Problem to work on
In the listing below, locate the lines that hold the string "mowed". Copy those lines.

(Listed entries Opens)

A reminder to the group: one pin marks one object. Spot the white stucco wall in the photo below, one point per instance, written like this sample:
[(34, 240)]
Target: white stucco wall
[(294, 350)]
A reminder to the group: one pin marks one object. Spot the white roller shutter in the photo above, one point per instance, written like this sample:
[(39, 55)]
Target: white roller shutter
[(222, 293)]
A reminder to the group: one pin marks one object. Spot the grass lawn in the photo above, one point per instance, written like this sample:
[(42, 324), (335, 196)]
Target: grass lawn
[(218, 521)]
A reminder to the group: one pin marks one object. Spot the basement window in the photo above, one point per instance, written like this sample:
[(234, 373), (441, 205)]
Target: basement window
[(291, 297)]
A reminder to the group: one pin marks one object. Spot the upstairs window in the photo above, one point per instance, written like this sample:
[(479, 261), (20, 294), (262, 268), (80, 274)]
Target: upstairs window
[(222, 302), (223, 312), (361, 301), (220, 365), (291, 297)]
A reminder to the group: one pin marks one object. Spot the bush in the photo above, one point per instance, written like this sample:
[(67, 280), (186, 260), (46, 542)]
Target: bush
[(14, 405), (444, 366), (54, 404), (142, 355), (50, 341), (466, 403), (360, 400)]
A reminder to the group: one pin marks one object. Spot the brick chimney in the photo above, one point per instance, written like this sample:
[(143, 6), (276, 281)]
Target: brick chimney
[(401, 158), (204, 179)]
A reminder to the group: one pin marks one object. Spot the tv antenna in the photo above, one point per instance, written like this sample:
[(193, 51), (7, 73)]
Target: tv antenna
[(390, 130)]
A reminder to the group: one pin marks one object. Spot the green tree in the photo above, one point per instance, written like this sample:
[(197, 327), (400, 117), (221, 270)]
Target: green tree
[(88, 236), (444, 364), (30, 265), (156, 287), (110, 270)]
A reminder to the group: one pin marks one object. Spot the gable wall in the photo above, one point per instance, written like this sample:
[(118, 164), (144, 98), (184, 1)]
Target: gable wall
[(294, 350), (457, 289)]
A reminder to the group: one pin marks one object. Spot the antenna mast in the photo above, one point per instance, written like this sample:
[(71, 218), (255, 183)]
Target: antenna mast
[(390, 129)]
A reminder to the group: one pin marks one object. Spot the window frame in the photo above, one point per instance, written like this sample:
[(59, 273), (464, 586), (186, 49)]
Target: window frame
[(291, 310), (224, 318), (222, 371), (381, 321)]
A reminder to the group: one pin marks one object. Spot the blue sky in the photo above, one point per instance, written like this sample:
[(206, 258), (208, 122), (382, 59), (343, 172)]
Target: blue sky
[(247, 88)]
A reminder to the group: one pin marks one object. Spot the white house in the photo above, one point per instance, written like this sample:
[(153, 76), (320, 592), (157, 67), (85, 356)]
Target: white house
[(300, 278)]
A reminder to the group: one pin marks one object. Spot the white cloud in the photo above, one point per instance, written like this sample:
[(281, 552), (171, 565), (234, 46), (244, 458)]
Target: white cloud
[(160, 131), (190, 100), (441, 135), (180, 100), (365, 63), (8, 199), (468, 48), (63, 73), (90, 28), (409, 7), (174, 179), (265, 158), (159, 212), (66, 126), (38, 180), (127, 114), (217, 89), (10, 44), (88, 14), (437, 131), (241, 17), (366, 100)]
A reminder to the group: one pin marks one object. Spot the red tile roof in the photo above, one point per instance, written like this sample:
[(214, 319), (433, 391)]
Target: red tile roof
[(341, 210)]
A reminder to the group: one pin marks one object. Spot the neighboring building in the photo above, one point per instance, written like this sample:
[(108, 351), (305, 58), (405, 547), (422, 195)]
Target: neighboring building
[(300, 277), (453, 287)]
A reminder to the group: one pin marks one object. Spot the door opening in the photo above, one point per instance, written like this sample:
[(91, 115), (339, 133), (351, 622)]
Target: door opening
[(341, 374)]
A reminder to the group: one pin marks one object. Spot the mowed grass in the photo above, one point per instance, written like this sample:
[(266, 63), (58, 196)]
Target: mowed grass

(Listed entries Closes)

Answer box
A reminder to the group: one pin marks one object. Spot the mowed grass in the photo above, one point per instance, written like this sample:
Target: mowed grass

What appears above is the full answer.